Consigne 1: Mettez en tableau Markdown les lignes des entrées, en commençant à celle qui contient "Objective — for every instance of the green" et en terminant à celle qui contient "[[182, 241], [471, 238], [320, 240]]", avec une colonne Numéro pour le rang et une colonne Contenu pour la ligne. Omettez les lignes vides.

Extrait du texte:

------------------------

La justice athénienne a fait l'objet de maintes critiques et railleries à cause de l'inflation des affaires, donnant l'image d'une cité procédurière et chicanière. Dans un passage célèbre des Nuées d'Aristophane, Strepsiade, à qui un disciple de Socrate montre Athènes sur une carte du monde, ne reconnaît pas sa cité parce qu'il n'y voit pas de juges en séance ! On trouve la même critique dans le pamphlet du vieil oligarque, qui estime que les Athéniens font plus de procès à eux seuls que tous les autres grecs réunis. Ces observations ne sont certes pas sans fondement mais un démocrate convaincu peut aussi considérer que, si les procès étaient plus nombreux à Athènes qu'ailleurs, c'est parce que les droits individuels permettaient de demander réparation d'injustices qui n'auraient jamais fait l'objet de plaintes dans d'autres cités.
Quoi qu'il en soit, il est certain que le système judiciaire constituait une part importante de l'exercice de la citoyenneté. Ce lien entre la politeia et l'exercice de la justice se trouve encore renforcé par la nature des affaires traitées. D'après les sources anciennes, il semble en effet que les cours avaient à juger beaucoup plus d'actions publiques que d'actions privées car ces dernières pouvaient la plupart du temps être réglées en amont par les magistrats. Les apodectes avaient, par exemple, le pouvoir de juger directement les infractions fiscales mineures ; les Onze avaient le droit de condamner directement les kakourgoi, auteurs de délits graves tels que les atteintes à la propriété ou aux personnes libres. Les Quarante et les arbitres, quant à eux, parvenaient souvent à résoudre à l'échelon du dème les conflits opposant deux parties. Ne venaient donc devant les tribunaux de l'Agora que les délits graves, les affaires criminelles, et les plaintes privées n'ayant pu être résolues par ces procédures préalables. Les autres procès avaient souvent une connotation politique.
Aux IV° et V° siècles, deux tribunaux principaux coexistent : l'Aréopage et l'Héliée. Il faut aussi mentionner une série de tribunaux annexes, parfois éloignés de l'Agora et traitant principalement des affaires criminelles.

------------------------

Données de l'exercice:
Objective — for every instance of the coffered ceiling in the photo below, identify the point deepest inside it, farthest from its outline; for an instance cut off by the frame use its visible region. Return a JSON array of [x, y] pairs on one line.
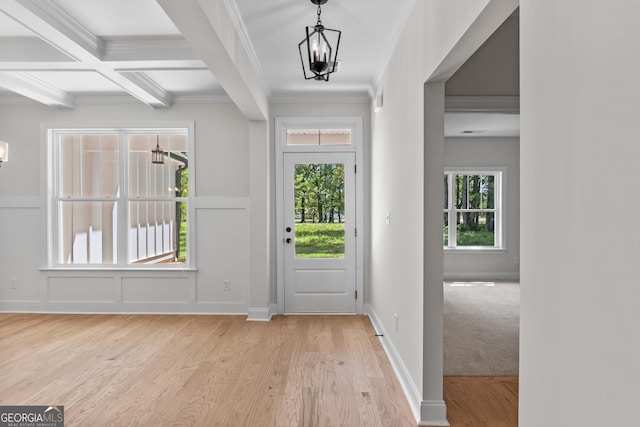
[[59, 52]]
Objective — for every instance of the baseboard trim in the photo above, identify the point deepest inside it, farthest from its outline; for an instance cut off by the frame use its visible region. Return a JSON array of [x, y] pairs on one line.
[[433, 413], [482, 277], [261, 314], [408, 386]]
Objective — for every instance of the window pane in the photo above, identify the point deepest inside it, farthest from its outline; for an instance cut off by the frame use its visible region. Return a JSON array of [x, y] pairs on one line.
[[446, 191], [157, 232], [319, 137], [88, 232], [319, 211], [445, 233], [475, 229], [475, 191], [89, 165], [148, 180]]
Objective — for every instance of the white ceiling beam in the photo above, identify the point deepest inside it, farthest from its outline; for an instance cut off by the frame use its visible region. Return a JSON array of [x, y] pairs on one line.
[[26, 85], [208, 27], [52, 24], [142, 80]]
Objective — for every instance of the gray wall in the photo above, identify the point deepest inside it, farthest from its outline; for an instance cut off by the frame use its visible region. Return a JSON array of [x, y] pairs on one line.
[[221, 217], [488, 152]]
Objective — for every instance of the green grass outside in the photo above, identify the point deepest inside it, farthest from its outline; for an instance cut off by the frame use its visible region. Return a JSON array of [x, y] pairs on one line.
[[182, 241], [471, 238], [320, 240]]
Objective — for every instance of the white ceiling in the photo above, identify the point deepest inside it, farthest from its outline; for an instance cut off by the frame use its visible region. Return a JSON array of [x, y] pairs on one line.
[[58, 52]]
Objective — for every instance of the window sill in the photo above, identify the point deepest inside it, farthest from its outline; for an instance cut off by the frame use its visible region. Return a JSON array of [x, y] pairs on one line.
[[475, 251]]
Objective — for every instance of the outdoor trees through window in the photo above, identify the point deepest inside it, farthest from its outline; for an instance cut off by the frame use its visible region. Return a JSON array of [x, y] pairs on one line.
[[319, 210], [472, 203]]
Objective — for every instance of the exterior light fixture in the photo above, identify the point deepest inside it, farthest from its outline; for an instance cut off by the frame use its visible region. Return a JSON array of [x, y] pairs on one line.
[[4, 152], [319, 49], [157, 155]]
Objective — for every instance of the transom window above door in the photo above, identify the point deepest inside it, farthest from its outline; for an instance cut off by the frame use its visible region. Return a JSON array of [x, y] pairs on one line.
[[323, 137]]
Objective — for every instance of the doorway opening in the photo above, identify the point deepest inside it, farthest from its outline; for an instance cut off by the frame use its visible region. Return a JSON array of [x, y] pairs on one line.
[[319, 215]]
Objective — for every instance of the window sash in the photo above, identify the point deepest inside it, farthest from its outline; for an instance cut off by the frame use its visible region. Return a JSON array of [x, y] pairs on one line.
[[451, 212], [68, 189]]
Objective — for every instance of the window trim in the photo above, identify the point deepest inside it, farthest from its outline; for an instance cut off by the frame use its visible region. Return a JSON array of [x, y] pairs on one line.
[[49, 165], [500, 210]]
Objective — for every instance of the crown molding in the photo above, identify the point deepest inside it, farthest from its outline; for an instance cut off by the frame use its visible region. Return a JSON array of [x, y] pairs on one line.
[[307, 97], [55, 16]]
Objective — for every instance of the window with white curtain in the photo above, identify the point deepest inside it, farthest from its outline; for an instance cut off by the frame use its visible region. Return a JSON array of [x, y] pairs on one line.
[[110, 205]]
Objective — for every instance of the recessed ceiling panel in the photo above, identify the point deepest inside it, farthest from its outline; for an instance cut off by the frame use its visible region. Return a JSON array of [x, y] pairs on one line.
[[186, 81], [9, 27], [496, 125], [77, 81], [107, 18], [369, 29]]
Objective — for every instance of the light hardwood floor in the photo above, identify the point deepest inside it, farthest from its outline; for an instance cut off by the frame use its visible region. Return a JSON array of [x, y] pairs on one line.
[[222, 371], [481, 401], [201, 370]]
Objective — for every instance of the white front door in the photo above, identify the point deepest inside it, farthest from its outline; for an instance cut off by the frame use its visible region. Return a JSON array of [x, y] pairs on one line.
[[319, 232]]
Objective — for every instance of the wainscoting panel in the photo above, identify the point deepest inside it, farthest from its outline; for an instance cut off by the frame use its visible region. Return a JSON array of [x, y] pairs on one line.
[[81, 289], [155, 289]]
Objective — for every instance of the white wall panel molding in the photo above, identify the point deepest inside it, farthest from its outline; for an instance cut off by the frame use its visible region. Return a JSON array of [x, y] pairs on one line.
[[408, 386], [20, 202], [482, 277], [221, 202]]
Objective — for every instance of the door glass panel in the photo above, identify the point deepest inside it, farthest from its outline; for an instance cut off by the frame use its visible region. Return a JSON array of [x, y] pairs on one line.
[[319, 210]]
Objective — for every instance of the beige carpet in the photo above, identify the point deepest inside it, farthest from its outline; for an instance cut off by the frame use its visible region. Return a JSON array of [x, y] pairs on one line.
[[481, 328]]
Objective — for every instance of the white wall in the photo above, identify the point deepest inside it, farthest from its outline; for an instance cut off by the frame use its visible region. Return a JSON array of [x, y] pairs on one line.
[[498, 153], [222, 207], [579, 274], [406, 181]]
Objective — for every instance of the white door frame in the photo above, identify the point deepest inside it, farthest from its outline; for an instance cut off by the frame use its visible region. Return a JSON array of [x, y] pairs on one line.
[[282, 124]]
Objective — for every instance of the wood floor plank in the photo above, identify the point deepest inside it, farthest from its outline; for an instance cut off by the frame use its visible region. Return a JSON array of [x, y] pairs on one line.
[[481, 401], [218, 370]]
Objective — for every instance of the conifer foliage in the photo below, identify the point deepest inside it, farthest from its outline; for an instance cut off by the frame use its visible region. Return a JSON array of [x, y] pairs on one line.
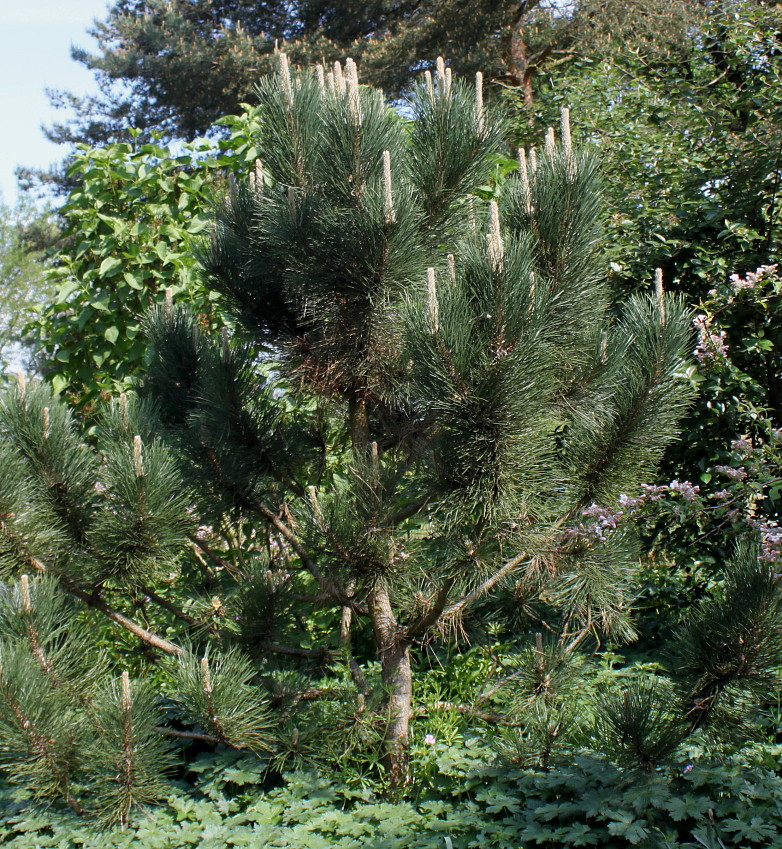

------------------------

Consigne 2:
Répondez s'il vous plaît à ces questions sur le texte consacré à la justice athénienne :
(a) Dans les Nuées, pourquoi Strepsiade ne reconnaît-il pas sa cité sur la carte du monde ?
(b) Qui avait le pouvoir de juger directement les infractions fiscales mineures ?
(c) Quels sont les deux tribunaux principaux qui coexistent aux IV° et V° siècles ?

Corrigé complet 1:
| Numéro | Contenu |
|---|---|
| 1 | Objective — for every instance of the green grass outside in the photo above, identify the point deepest inside it, farthest from its outline; for an instance cut off by the frame use its visible region. Return a JSON array of [x, y] pairs on one line. |
| 2 | [[182, 241], [471, 238], [320, 240]] |

Corrigé complet 2:
(a) Parce qu'il n'y voit pas de juges en séance.
(b) Les apodectes.
(c) L'Aréopage et l'Héliée.